**TASK ITEM**
Copy all lines below containing "light".

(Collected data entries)
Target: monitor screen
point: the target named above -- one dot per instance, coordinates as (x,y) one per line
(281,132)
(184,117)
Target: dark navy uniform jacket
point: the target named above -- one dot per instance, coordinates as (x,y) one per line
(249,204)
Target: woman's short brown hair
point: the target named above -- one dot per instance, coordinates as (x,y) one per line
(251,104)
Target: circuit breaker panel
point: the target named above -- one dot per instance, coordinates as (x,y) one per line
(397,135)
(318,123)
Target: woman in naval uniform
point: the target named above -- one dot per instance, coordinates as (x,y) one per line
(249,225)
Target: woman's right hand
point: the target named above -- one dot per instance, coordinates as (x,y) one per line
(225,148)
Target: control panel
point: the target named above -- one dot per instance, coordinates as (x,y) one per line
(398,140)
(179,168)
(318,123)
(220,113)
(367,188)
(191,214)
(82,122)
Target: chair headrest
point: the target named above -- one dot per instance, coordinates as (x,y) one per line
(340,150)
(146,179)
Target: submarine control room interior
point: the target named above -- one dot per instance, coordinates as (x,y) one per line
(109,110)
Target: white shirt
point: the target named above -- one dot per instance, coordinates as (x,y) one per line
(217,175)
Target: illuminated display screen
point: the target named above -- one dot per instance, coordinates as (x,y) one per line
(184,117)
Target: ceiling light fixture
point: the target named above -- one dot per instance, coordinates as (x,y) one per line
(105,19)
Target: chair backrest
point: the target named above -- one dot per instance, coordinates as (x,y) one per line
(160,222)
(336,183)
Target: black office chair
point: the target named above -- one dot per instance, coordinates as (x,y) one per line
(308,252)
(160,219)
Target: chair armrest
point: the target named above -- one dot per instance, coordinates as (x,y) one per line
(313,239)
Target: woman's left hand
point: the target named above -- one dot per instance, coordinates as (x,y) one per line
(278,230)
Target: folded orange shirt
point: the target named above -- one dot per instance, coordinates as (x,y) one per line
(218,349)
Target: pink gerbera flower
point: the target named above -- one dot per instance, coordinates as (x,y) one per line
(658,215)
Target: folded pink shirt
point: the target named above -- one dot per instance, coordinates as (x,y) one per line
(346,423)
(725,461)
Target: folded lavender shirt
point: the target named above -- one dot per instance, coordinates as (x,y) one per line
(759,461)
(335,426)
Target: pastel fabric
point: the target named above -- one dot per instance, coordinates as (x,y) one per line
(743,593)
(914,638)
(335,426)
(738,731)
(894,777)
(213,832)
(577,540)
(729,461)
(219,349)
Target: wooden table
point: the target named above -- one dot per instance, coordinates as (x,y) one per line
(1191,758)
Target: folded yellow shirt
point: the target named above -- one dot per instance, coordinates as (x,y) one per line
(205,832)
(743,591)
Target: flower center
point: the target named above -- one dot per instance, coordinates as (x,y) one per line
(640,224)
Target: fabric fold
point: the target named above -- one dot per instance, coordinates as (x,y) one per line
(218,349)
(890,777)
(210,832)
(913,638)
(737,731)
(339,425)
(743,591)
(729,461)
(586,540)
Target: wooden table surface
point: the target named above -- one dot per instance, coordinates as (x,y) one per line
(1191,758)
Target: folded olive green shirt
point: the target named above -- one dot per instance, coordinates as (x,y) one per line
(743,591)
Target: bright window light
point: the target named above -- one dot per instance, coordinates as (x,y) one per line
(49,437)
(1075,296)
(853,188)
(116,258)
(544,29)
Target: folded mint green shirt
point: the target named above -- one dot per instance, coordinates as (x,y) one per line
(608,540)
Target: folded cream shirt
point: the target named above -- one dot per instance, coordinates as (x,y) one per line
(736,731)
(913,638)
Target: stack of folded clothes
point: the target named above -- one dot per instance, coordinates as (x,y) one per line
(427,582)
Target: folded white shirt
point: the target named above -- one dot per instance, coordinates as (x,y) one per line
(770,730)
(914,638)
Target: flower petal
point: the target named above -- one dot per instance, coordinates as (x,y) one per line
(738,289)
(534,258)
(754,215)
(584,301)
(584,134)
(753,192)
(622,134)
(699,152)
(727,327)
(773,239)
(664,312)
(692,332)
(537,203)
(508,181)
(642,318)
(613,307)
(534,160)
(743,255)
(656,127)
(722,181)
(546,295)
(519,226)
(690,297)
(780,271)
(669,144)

**TASK RESPONSE**
Target: ceiling light fixture
Target: bright window light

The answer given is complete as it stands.